Transcribe the entries below line for line, without changing a single character.
_ _ _ _
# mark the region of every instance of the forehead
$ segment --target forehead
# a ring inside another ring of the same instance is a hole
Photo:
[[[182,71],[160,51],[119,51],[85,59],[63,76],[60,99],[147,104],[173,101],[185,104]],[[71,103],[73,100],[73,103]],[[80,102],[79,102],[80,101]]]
_ _ _ _
**The output:**
# mark the region of every instance of the forehead
$ segment --target forehead
# a ring inside another ring of the same instance is a hole
Photo:
[[[182,71],[160,51],[119,51],[85,59],[63,76],[60,99],[147,104],[173,101],[185,104]],[[71,103],[73,100],[73,103]],[[80,102],[79,102],[80,101]]]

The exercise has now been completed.